→ **Exercise task**: Report each line of the data below that contains the word "opening", treating uppercase and lowercase as different.

Excerpts from point annotation data
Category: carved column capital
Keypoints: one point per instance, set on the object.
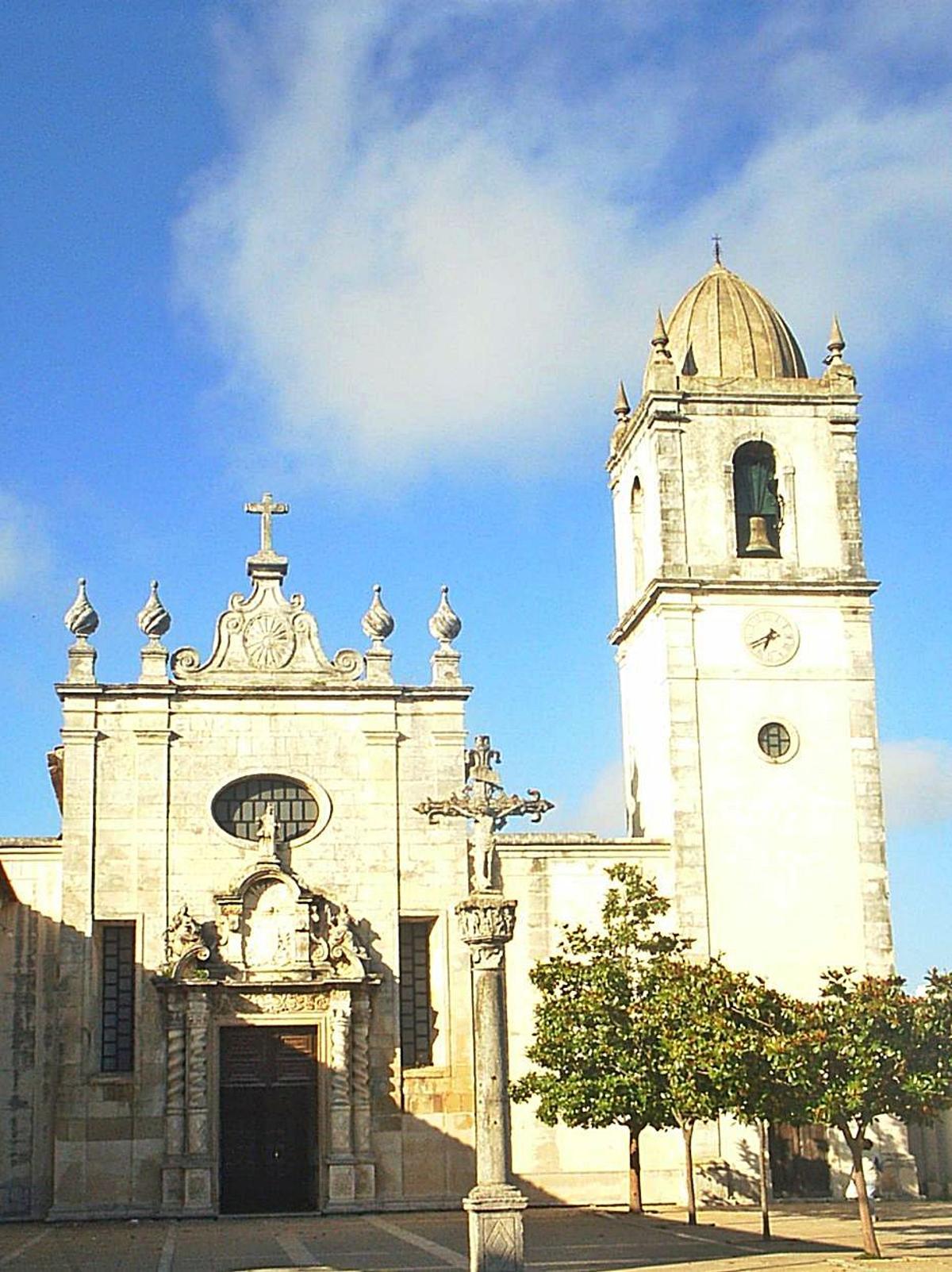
(487, 922)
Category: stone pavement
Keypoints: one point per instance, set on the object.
(825, 1236)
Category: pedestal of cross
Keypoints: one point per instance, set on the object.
(487, 921)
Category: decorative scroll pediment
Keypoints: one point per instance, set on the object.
(268, 928)
(266, 639)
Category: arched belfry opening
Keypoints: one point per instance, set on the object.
(637, 510)
(757, 501)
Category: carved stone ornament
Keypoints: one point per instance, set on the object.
(487, 922)
(266, 639)
(153, 618)
(378, 622)
(244, 1002)
(80, 618)
(185, 944)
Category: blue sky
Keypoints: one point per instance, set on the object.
(390, 261)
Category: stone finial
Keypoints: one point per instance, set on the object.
(445, 624)
(661, 354)
(622, 407)
(378, 622)
(835, 345)
(154, 621)
(153, 618)
(80, 618)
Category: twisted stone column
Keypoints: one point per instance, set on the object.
(495, 1208)
(365, 1181)
(172, 1173)
(341, 1162)
(198, 1166)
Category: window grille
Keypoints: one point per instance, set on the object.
(240, 807)
(774, 740)
(416, 1005)
(118, 947)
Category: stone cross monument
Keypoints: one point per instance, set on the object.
(487, 921)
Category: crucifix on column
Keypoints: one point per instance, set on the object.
(487, 807)
(266, 508)
(487, 922)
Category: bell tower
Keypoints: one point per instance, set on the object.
(744, 639)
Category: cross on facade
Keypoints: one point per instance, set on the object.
(487, 807)
(266, 509)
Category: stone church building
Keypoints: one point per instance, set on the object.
(234, 981)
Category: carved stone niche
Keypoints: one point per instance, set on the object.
(272, 928)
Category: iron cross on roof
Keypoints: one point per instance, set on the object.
(486, 804)
(266, 509)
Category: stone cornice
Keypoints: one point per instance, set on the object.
(344, 694)
(667, 409)
(42, 845)
(734, 586)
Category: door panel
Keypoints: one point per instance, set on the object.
(268, 1103)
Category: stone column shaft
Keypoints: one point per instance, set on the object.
(492, 1109)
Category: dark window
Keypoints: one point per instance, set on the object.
(757, 502)
(416, 1006)
(238, 808)
(118, 944)
(774, 740)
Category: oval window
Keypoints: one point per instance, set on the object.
(238, 808)
(774, 740)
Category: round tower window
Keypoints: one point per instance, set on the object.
(774, 740)
(238, 808)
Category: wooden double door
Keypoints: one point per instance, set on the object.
(268, 1105)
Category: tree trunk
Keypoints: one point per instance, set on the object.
(635, 1170)
(688, 1131)
(764, 1179)
(871, 1246)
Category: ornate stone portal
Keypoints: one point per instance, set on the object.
(274, 949)
(487, 921)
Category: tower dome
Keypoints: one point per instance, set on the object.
(724, 327)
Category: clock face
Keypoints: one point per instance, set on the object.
(772, 639)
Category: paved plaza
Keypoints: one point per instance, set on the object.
(914, 1235)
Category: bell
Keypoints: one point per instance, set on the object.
(758, 540)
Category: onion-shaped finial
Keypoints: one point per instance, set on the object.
(445, 624)
(80, 618)
(835, 345)
(378, 622)
(153, 618)
(622, 407)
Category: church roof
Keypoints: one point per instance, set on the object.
(725, 327)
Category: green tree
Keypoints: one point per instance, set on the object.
(702, 1043)
(595, 1047)
(768, 1088)
(869, 1048)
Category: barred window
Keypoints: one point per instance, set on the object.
(416, 1005)
(118, 945)
(774, 740)
(240, 807)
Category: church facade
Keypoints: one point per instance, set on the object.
(236, 981)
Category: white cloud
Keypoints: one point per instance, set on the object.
(432, 279)
(22, 550)
(601, 809)
(916, 778)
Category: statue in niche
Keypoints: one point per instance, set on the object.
(268, 926)
(268, 832)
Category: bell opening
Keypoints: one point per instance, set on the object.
(762, 537)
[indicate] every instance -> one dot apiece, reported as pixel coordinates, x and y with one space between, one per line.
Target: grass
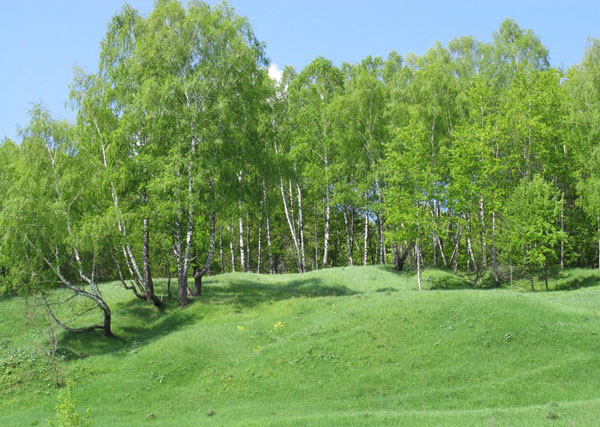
345 346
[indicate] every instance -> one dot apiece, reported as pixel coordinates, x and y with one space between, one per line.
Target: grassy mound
346 346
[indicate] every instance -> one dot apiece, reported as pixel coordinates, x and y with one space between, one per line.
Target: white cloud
275 72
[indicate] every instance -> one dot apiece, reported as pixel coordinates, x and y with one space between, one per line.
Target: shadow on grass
134 325
572 283
247 293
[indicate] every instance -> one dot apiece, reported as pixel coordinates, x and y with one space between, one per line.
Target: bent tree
54 235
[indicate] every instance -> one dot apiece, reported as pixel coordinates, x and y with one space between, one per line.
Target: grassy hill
346 346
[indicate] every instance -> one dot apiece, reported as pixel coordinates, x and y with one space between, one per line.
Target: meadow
343 346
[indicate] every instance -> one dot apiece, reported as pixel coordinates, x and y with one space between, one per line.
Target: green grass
352 346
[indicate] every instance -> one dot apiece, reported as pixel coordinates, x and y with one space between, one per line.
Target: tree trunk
562 229
348 241
326 235
200 272
248 253
221 258
381 239
232 249
316 236
494 256
291 225
418 260
483 239
301 227
401 259
241 235
259 257
146 250
271 261
366 238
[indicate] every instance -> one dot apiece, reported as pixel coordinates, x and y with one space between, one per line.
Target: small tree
531 235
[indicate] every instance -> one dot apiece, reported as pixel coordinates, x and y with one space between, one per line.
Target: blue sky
43 39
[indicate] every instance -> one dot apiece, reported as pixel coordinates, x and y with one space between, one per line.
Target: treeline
187 159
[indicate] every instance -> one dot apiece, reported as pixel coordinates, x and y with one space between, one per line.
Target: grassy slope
357 346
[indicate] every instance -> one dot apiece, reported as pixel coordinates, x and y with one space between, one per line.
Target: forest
186 159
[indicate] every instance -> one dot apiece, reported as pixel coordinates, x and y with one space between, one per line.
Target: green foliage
66 412
361 339
530 235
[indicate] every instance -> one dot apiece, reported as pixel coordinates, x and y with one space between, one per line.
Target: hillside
346 346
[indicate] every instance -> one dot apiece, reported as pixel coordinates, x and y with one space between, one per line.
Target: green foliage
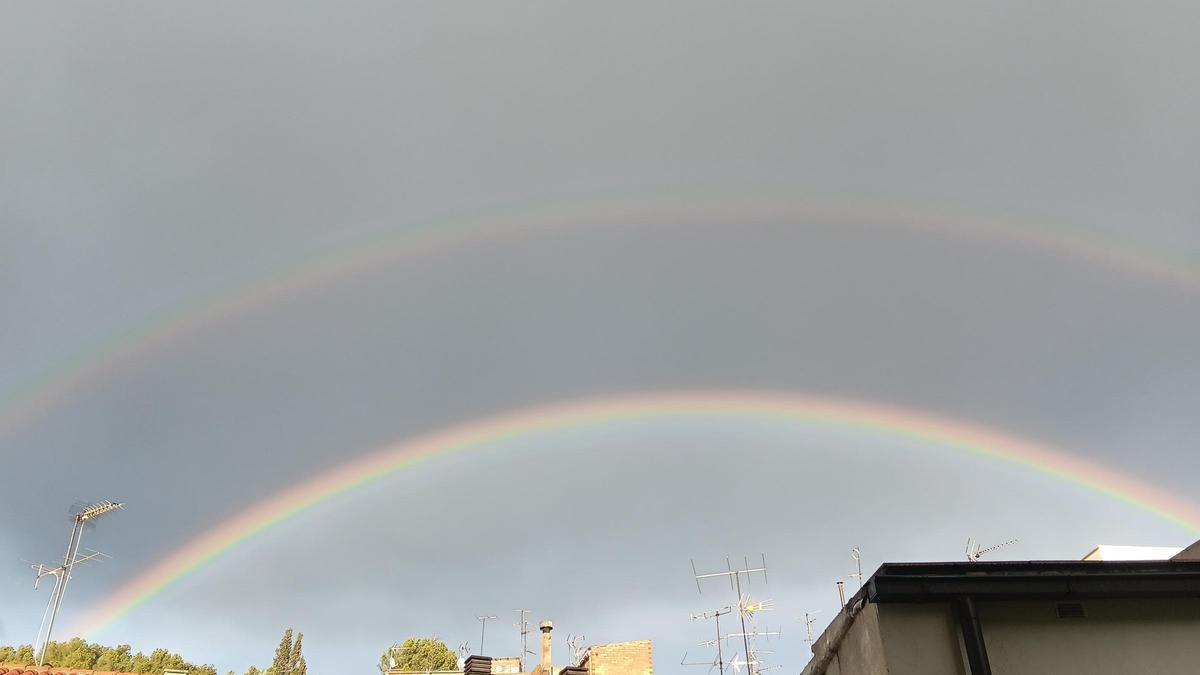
90 656
418 655
119 658
25 655
288 656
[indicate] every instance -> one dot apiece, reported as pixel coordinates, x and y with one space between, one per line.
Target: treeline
90 656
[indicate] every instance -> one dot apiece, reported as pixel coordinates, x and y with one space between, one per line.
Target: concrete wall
862 650
1117 637
922 639
621 658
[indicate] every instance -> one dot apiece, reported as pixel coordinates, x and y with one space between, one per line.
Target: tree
282 663
418 655
297 664
115 658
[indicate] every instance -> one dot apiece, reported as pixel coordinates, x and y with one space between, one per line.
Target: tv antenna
735 577
738 662
809 620
857 554
767 634
523 629
575 644
711 664
84 518
483 626
715 615
975 553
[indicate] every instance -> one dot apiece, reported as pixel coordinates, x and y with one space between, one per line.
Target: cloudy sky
653 197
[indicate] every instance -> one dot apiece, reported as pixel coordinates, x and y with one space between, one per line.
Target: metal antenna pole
857 554
63 573
523 626
483 626
742 615
715 614
809 620
744 608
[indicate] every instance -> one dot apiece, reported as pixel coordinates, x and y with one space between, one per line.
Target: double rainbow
861 416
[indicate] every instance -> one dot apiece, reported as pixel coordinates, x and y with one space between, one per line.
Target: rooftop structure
1038 617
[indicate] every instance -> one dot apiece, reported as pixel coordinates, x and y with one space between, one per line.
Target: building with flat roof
634 657
1041 617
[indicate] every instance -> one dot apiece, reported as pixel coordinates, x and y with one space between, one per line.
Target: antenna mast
857 554
483 626
523 627
975 553
81 519
745 608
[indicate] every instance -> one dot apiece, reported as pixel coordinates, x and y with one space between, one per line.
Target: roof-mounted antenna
83 517
809 620
483 626
735 577
575 644
715 615
857 554
975 553
523 628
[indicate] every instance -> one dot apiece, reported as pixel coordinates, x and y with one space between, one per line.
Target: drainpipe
972 635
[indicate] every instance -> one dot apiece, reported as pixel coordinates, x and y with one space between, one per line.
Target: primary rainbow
856 414
141 339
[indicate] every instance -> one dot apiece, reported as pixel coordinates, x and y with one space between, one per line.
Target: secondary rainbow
141 339
874 418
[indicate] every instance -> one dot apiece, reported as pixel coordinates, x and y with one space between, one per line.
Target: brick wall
621 658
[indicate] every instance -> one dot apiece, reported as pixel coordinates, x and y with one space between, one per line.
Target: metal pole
61 587
720 657
742 615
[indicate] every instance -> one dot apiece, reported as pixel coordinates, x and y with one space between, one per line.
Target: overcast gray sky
153 156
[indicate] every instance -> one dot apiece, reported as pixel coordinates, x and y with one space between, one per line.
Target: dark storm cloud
154 154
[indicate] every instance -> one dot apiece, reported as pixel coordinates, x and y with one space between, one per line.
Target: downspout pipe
972 635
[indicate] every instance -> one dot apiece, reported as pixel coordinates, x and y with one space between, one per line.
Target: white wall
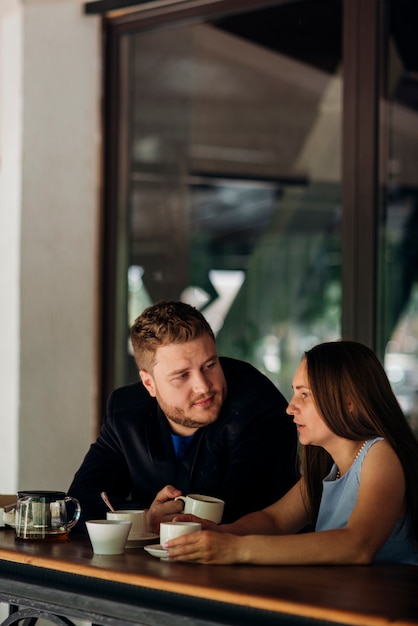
49 221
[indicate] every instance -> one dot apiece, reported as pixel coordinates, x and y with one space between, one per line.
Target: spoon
107 501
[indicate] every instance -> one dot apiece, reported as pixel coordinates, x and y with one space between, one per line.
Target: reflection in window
400 249
234 197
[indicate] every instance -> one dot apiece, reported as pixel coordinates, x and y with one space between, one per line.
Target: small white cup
108 536
170 530
137 519
205 507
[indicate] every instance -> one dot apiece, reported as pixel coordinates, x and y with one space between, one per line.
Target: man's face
188 383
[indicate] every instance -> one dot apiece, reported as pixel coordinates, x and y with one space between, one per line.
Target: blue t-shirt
338 500
181 444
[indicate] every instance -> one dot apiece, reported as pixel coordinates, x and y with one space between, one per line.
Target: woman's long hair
354 397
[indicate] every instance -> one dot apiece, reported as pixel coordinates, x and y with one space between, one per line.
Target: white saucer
139 541
158 551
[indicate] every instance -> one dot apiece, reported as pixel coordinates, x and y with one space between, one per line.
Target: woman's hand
163 508
206 524
206 547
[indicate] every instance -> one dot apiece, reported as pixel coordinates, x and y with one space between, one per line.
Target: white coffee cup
170 530
135 516
205 507
108 536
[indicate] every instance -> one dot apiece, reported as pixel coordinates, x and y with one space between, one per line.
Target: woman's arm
380 503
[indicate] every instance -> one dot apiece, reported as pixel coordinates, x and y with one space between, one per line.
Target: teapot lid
49 495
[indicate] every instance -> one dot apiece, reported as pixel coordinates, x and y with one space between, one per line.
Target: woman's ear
148 382
350 406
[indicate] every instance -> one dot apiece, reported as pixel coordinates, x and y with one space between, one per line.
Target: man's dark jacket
247 457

→ **Reply to the exercise**:
Category: arched belfry opening
Category: bell opening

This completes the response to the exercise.